§ Set problem:
Reproduce the passage on Canadian media verbatim, from "Funding cuts and" up to and including "coverage can dwindle.".

§ Document excerpt:
The rise of social media in the early to mid 2000s transformed Canadian newsrooms. Most have been forced to navigate significant reductions in size and resources as advertising dollars have drifted away from traditional media towards online tactics, such as native ads, and social media platforms. Virtually all media groups and outlets have had to make difficult decisions, resulting in waves of layoffs and unprecedented buyouts and acquisitions. Seasoned reporters and fresh talent alike have felt the sting of an industry in financial distress, as shrinking newsrooms struggle to maintain the breadth and depth of their coverage. This leaner landscape has not only affected the quantity of journalism but also the quality, as remaining journalists often find themselves stretched thin, covering multiple beats and stories.

For communication professionals, this makes it increasingly difficult to recommend earned media campaigns as the most effective route to share our client’s stories, inform key audiences, and work to build public awareness and trust. As we discuss the factors contributing to the state of Canadian media as it is today, we must also consider our role as media relations experts in supporting our local media and producing impactful results for our clients.

Funding cuts and a legislative evolution

Unfortunately, 2023 saw the closure of many community papers across Canada. These outlets often reflect the unique identity and character of the communities they serve. As they continue to diminish from lack of resources and funding, we lose important voices across the country. Beyond the impact to the communities, these closures also greatly affect our work as media relations advisors. As more outlets close-up shop and other newsrooms continue to shrink, opportunities to secure meaningful local coverage can dwindle.

§ Supplied entries:
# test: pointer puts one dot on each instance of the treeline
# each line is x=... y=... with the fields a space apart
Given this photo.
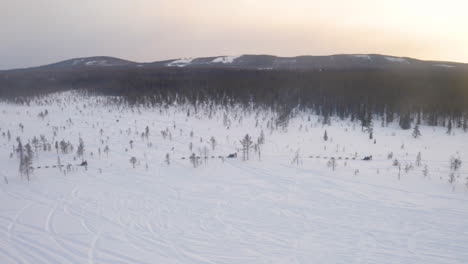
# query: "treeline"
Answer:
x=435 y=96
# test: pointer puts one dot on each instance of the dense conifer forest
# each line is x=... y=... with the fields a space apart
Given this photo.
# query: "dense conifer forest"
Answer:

---

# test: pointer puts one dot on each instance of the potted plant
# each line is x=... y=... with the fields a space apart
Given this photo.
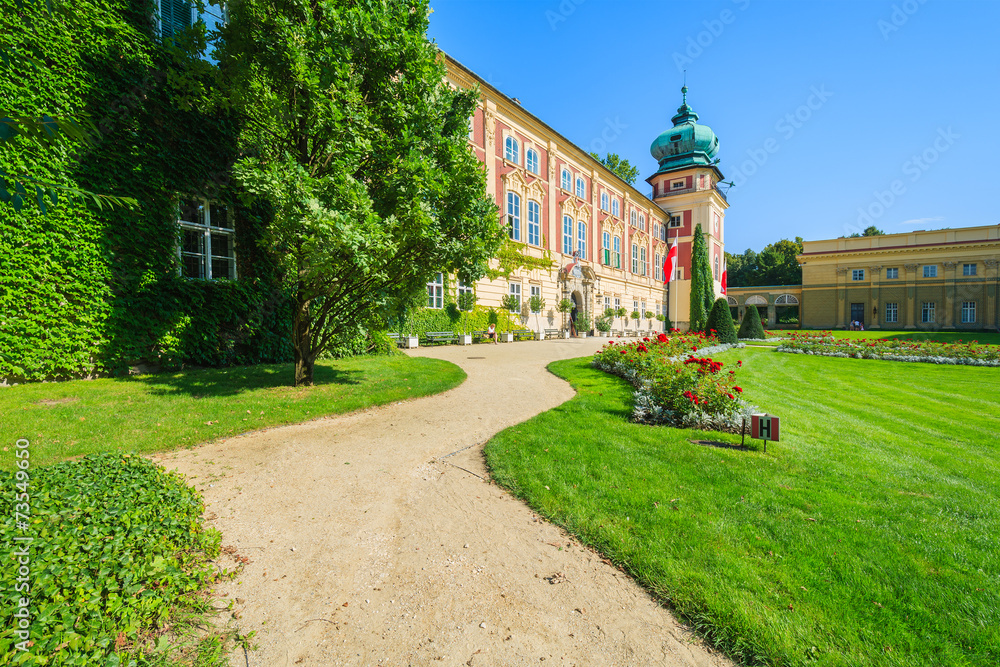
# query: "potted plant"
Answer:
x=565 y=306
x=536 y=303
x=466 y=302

§ Full answer:
Funding cuts and a legislative evolution

Unfortunately, 2023 saw the closure of many community papers across Canada. These outlets often reflect the unique identity and character of the communities they serve. As they continue to diminish from lack of resources and funding, we lose important voices across the country. Beyond the impact to the communities, these closures also greatly affect our work as media relations advisors. As more outlets close-up shop and other newsrooms continue to shrink, opportunities to secure meaningful local coverage can dwindle.